▸ **Selected extract**:

........

I rather reckon that my forebears – and many other people to the present day – have struggled far greater for an invigorated democracy. And I doubt that they would have regarded what we have now as much more than a parasitical burden on it; a cargo to be jettisoned.
For just what does the existing state of affairs have to offer us in our lifetimes except more of the same?
And what does that encourage? The kind of despondency, defeatism and alienation by which they ensure their continuity.
This is not what politics is all about. It is not something that should be defined on the careerist terms of those who seek office above us. Rather, it should be a language of our own writing.
That means doing far more of what we are best at – having the confidence to protest in either the smallest or greatest number. Doing more of what those students in Plymouth did this week. They made a difference in practical and symbolic terms. They roused others. And out of that something more can grow.
Vote, if you like, at the polls, but whatever you do – always vote with your feet.
- Neil Young, Western Morning News
nyoung@westernmorningnews.co.uk
Friday 27 February 2009
4th day - Victory!
Our achievements are as follows;
- The University of Plymouth will set up a humanitarian scholarships scheme, for students that for reasons of war, natural disaster or other calamity, are unable to continue to study at their home university. This will be a yearly recurring scheme, and the first 6 scholarships will be offered specifically to students of University of Gaza for the next academic year.
- The University of Plymouth will work with the other 30+ occupied universities to send aid and surplus materials to Gaza as a collective.
- Delegates from the occupation along with members of the Students' Union will put forward their case for an ethical investment plan (something that the University of Plymouth currently does not have) in six weeks time. This will include ending links with BAE Systems and an on-campus boycott of Israeli goods.
- There will be no legal, financial, or academic measures taken against anyone involved in or supporting the occupation.
We're all very proud of our university for making these decisions so quickly and so reasonably. The next big thing for us is the ethical investments plan meeting in 6 weeks time, for which we'll be doing a lot of work.

........

▸ **Data**:
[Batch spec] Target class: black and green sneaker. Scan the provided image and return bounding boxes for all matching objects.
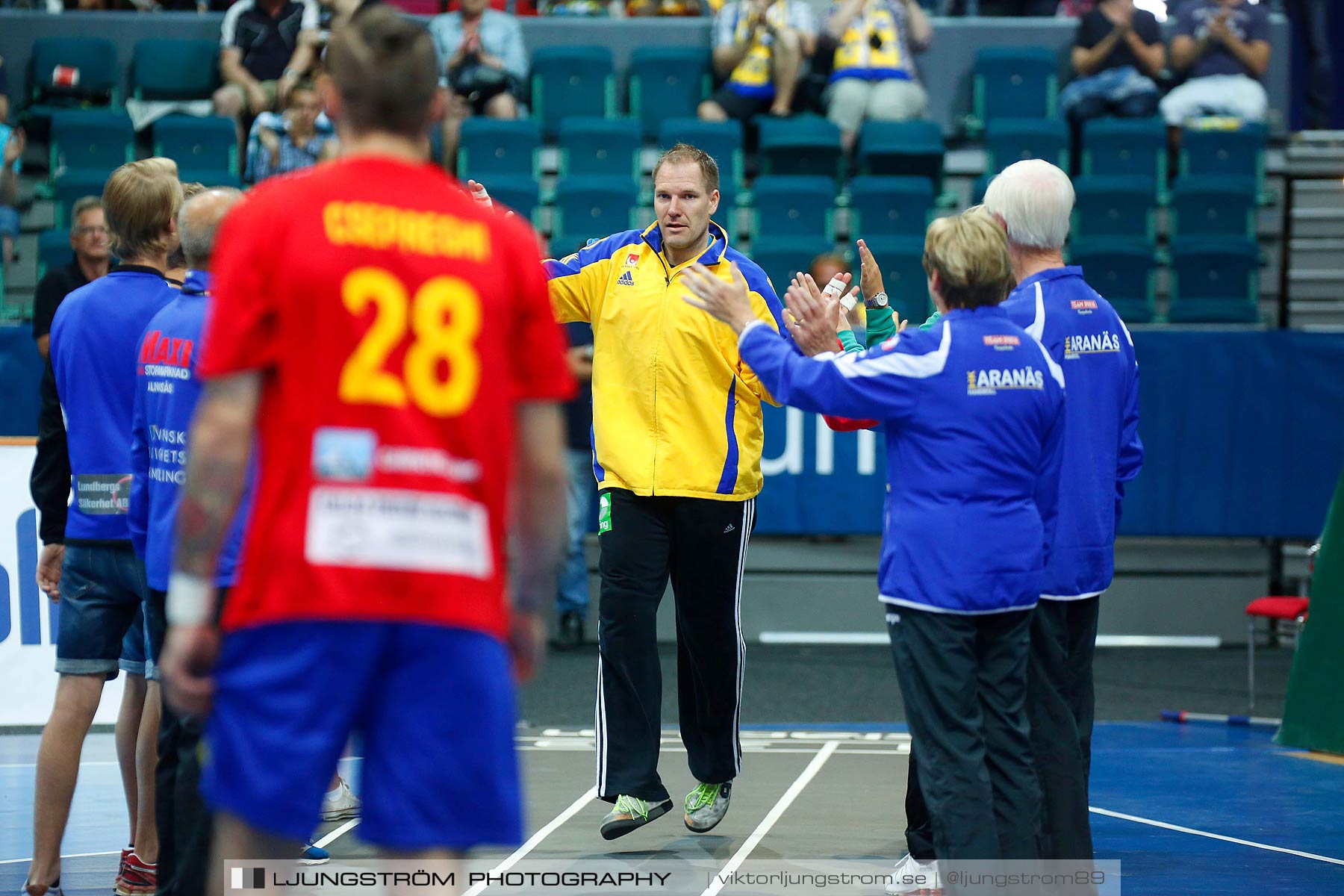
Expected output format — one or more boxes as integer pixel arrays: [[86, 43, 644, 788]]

........

▸ **Brief**:
Continue the post about the Plymouth student occupation, starting after its final sentence and leaving the listing aside.

▸ **Output of the task**:
We're incredibly grateful to anyone that supported our occupation, including those of other universities that sent messages of support and solidarity. Together we've dispelled the myth that we simply cannot make a difference.
In solidarity
Plymouth Occupying Students
Thursday 26 February 2009
Letter from Wendy Purcell, Vice-Chancellor
Another Response to the VC
We worked on a reply last night and sent it to the VC early this morning. Our reply is as follows:
Dear Professor Purcell
Re: University of Plymouth occupation in solidarity with Gaza
We would like to thank you for your signed agreement to offer surplus resources to Gaza University. However the occupying students still do not feel that the other proposals made by the institution sufficiently address the concerns raised. We feel that failure to speak out against human rights violations is implicitly a form of political statement. Silence does not amount to impartiality. We would ask again that discussion of this issue be brought to the Chief Executive’s Group for debate, and justifications are given for the decisions of that group, in the form of a public statement.
We recognise that one way we can influence the University’s investment policy is through the Sustainability Group and will do so via the Student Parliament and the next Ethical Investment Policy meeting. However we must express disappointment at the University’s lack of public disaffiliation with BAE Systems in particular given their strong industry links with BAE, and the fact that 236 of the 362 Israel Defence Forces F-16 jets were sold to the IDF by BAE systems, which were used in the recent UN-condemned attacks on Gaza. We also see this lack of disaffiliation as a political statement on behalf of the University.
Regarding the provision of scholarships, we commend the university, upon its proposed plans to establish a scheme for the provision of humanitarian scholarships. We would like to see a firm commitment from the university as to the specific number of scholarships to be offered, and feel that this should be no less than six fully funded scholarships. We also feel that given the urgent nature of the current situation in Gaza, the University of Plymouth should commit to offering these humanitarian scholarships to students from Gaza university in the 2009/2010 academic year.
We would like to re-emphasise that we are keen for lectures to continue in this room, as it has never been our aim to disrupt the lectures of our fellow students, and there is no reason why our presence should prevent lectures from taking place as normal.
It is still of our opinion that this issue warrants your personal attention and response.
- The Plymouth Occupying Students
Wednesday 25 February 2009
Response to the Vice-Chancellor
Dear Professor Purcell
Re: University of Plymouth occupation in solidarity with Gaza
We are aware of your request for the occupying students to leave room 202 of the Smeaton building by tomorrow morning. However, we feel that the proposals presented to us by Dr Anita Jellings do not sufficiently address our concerns. Furthermore, we feel that these issues merit your personal attention and response, for which we would be most grateful.
We wish to reiterate the fact that the occupying students will not disturb the lectures of our fellow students taking place in the room. Today the university management decided to relocate lectures to alternative locations. The occupying students would be keen for lectures to continue in this room without interruption. We are willing for a small group to remain unobtrusively at the back of the room, as a symbolic presence.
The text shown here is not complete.